======== Data

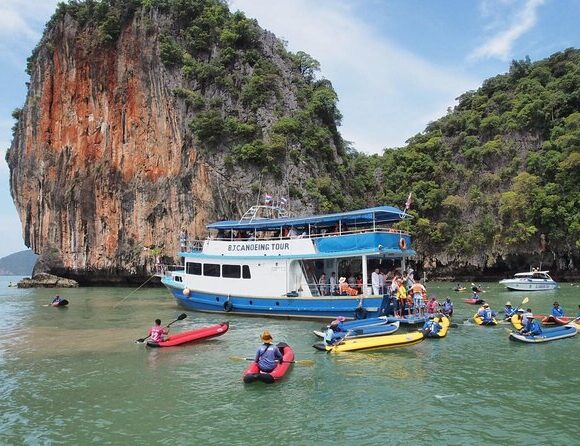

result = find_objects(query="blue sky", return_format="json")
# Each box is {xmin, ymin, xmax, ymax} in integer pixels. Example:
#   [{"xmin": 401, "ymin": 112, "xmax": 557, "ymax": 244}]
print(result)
[{"xmin": 0, "ymin": 0, "xmax": 578, "ymax": 258}]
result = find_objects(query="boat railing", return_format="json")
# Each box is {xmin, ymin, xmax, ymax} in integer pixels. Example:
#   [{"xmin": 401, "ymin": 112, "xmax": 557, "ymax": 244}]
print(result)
[{"xmin": 180, "ymin": 226, "xmax": 409, "ymax": 252}]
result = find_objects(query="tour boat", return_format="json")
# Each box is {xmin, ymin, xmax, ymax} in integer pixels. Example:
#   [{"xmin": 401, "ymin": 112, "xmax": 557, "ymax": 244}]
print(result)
[
  {"xmin": 499, "ymin": 270, "xmax": 557, "ymax": 291},
  {"xmin": 161, "ymin": 204, "xmax": 414, "ymax": 319}
]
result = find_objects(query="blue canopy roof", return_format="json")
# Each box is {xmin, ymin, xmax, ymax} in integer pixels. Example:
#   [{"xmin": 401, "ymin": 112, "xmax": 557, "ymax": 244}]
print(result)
[{"xmin": 207, "ymin": 206, "xmax": 410, "ymax": 231}]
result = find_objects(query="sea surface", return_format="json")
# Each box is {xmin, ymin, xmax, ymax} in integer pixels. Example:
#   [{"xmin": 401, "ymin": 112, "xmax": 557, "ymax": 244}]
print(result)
[{"xmin": 1, "ymin": 275, "xmax": 579, "ymax": 445}]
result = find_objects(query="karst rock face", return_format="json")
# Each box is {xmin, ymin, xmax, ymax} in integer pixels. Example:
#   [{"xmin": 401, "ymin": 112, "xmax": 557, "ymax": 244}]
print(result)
[{"xmin": 7, "ymin": 5, "xmax": 344, "ymax": 284}]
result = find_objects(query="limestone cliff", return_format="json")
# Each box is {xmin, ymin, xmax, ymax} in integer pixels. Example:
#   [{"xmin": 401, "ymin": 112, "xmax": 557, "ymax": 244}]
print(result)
[{"xmin": 7, "ymin": 1, "xmax": 346, "ymax": 283}]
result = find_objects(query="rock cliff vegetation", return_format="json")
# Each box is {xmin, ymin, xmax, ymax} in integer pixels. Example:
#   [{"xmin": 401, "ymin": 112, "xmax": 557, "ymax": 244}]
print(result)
[{"xmin": 6, "ymin": 0, "xmax": 579, "ymax": 281}]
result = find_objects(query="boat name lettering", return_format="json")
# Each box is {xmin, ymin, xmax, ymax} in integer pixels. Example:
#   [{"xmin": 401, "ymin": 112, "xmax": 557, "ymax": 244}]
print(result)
[{"xmin": 227, "ymin": 242, "xmax": 290, "ymax": 252}]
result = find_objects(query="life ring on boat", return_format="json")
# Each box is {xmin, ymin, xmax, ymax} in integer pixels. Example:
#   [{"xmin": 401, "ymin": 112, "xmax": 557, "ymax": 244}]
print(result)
[
  {"xmin": 399, "ymin": 238, "xmax": 407, "ymax": 250},
  {"xmin": 183, "ymin": 288, "xmax": 190, "ymax": 296},
  {"xmin": 354, "ymin": 306, "xmax": 368, "ymax": 320},
  {"xmin": 224, "ymin": 300, "xmax": 233, "ymax": 312}
]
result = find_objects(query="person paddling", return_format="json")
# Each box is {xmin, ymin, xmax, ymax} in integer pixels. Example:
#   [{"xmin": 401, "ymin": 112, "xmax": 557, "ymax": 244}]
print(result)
[
  {"xmin": 148, "ymin": 319, "xmax": 169, "ymax": 344},
  {"xmin": 421, "ymin": 315, "xmax": 442, "ymax": 337},
  {"xmin": 441, "ymin": 297, "xmax": 454, "ymax": 317},
  {"xmin": 254, "ymin": 331, "xmax": 282, "ymax": 373},
  {"xmin": 551, "ymin": 302, "xmax": 565, "ymax": 317},
  {"xmin": 477, "ymin": 303, "xmax": 496, "ymax": 323},
  {"xmin": 520, "ymin": 313, "xmax": 542, "ymax": 336},
  {"xmin": 504, "ymin": 301, "xmax": 516, "ymax": 319},
  {"xmin": 51, "ymin": 295, "xmax": 63, "ymax": 305}
]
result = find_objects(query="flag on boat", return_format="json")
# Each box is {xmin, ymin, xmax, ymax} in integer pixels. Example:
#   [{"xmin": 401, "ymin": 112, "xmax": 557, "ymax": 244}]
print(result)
[
  {"xmin": 264, "ymin": 194, "xmax": 273, "ymax": 205},
  {"xmin": 280, "ymin": 197, "xmax": 288, "ymax": 207},
  {"xmin": 404, "ymin": 192, "xmax": 412, "ymax": 211}
]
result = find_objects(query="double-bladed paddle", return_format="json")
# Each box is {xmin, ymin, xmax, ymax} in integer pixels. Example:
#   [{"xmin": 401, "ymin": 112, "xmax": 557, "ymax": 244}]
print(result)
[
  {"xmin": 135, "ymin": 313, "xmax": 187, "ymax": 343},
  {"xmin": 229, "ymin": 356, "xmax": 314, "ymax": 366}
]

================

Task to complete: A verbatim copy of every record is to be produced, and pictures are to be excluded from it.

Exercise answer:
result = find_objects(query="blue sky", return_format="json")
# Each box is {xmin, ymin, xmax, ymax} in integer pixels. Example:
#   [{"xmin": 401, "ymin": 112, "xmax": 557, "ymax": 244}]
print(result)
[{"xmin": 0, "ymin": 0, "xmax": 578, "ymax": 258}]
result = find_objects(query="boat railing", return_format="json")
# Each box is {xmin, ymin, xmax, ymax} in integer pixels. Example:
#   [{"xmin": 401, "ymin": 112, "xmax": 557, "ymax": 244}]
print(result)
[{"xmin": 180, "ymin": 226, "xmax": 409, "ymax": 252}]
result = find_objects(query="tour boat", return_format="json")
# Each box is {xmin, ymin, xmax, ymax} in integer pixels. Example:
#   [{"xmin": 401, "ymin": 112, "xmax": 557, "ymax": 244}]
print(result)
[
  {"xmin": 499, "ymin": 270, "xmax": 557, "ymax": 291},
  {"xmin": 161, "ymin": 204, "xmax": 414, "ymax": 319}
]
result = find_objects(query="blue canopy roof", return_format="json")
# Each box is {xmin, ymin, xmax, ymax} in integer pixels. Example:
#   [{"xmin": 401, "ymin": 112, "xmax": 557, "ymax": 244}]
print(result)
[{"xmin": 207, "ymin": 206, "xmax": 410, "ymax": 231}]
result = find_objects(query="sea surface", return_format="json")
# Each box is {xmin, ymin, xmax, ymax} in integer pixels. Example:
#   [{"xmin": 401, "ymin": 112, "xmax": 557, "ymax": 244}]
print(result)
[{"xmin": 1, "ymin": 275, "xmax": 579, "ymax": 445}]
result = find_objects(query="karst rock face", return_format="json")
# Each box is {xmin, ymin, xmax, ymax} in integer pixels. Example:
#   [{"xmin": 401, "ymin": 112, "xmax": 557, "ymax": 244}]
print(result)
[{"xmin": 7, "ymin": 5, "xmax": 344, "ymax": 284}]
result = find_objects(query="limestone cliff", return_format="json")
# Each box is {xmin, ymin, xmax, ymax} in integer pixels. Example:
#   [{"xmin": 401, "ymin": 112, "xmax": 557, "ymax": 244}]
print(result)
[{"xmin": 7, "ymin": 1, "xmax": 346, "ymax": 283}]
result = find_objects(query="rock cliff vegetation", return_format="json")
# Each box is {xmin, ymin, xmax, ymax} in integer pixels. Example:
#   [{"xmin": 401, "ymin": 112, "xmax": 557, "ymax": 244}]
print(result)
[{"xmin": 6, "ymin": 0, "xmax": 579, "ymax": 281}]
result = find_objects(query="boat name lettering", return_format="json")
# Each box is {xmin, ymin, xmax, ymax} in integer pixels. Example:
#   [{"xmin": 401, "ymin": 112, "xmax": 557, "ymax": 244}]
print(result)
[{"xmin": 227, "ymin": 242, "xmax": 290, "ymax": 252}]
result = find_objects(query="life ring on boat", return_format="json")
# Each box is {xmin, ymin, xmax, ymax} in integer pixels. Example:
#   [{"xmin": 401, "ymin": 112, "xmax": 557, "ymax": 244}]
print(result)
[
  {"xmin": 399, "ymin": 238, "xmax": 407, "ymax": 250},
  {"xmin": 183, "ymin": 288, "xmax": 190, "ymax": 296},
  {"xmin": 354, "ymin": 306, "xmax": 368, "ymax": 320},
  {"xmin": 224, "ymin": 300, "xmax": 233, "ymax": 312}
]
result = find_objects(query="person paddling", return_format="json")
# Each box is {xmin, ymin, xmax, ymax} in integer pixels. Example:
#   [{"xmin": 401, "ymin": 112, "xmax": 557, "ymax": 244}]
print(result)
[
  {"xmin": 148, "ymin": 319, "xmax": 169, "ymax": 344},
  {"xmin": 421, "ymin": 315, "xmax": 442, "ymax": 337},
  {"xmin": 441, "ymin": 297, "xmax": 454, "ymax": 317},
  {"xmin": 254, "ymin": 331, "xmax": 282, "ymax": 373},
  {"xmin": 551, "ymin": 302, "xmax": 565, "ymax": 317},
  {"xmin": 477, "ymin": 303, "xmax": 496, "ymax": 323},
  {"xmin": 520, "ymin": 313, "xmax": 542, "ymax": 336},
  {"xmin": 504, "ymin": 301, "xmax": 516, "ymax": 319},
  {"xmin": 51, "ymin": 295, "xmax": 63, "ymax": 305}
]
result = find_objects(query="flag on boat", return_format="json")
# Each box is {xmin, ymin, xmax, ymax} in integer pixels. Example:
#   [{"xmin": 401, "ymin": 112, "xmax": 557, "ymax": 244}]
print(result)
[
  {"xmin": 264, "ymin": 194, "xmax": 273, "ymax": 205},
  {"xmin": 280, "ymin": 197, "xmax": 288, "ymax": 207},
  {"xmin": 404, "ymin": 192, "xmax": 412, "ymax": 211}
]
result = find_objects(query="double-bladed paddle", return_format="json")
# Each box is {xmin, ymin, xmax, ymax} in integer pixels. Example:
#   [{"xmin": 401, "ymin": 112, "xmax": 557, "ymax": 244}]
print(result)
[
  {"xmin": 135, "ymin": 313, "xmax": 187, "ymax": 343},
  {"xmin": 229, "ymin": 356, "xmax": 314, "ymax": 366}
]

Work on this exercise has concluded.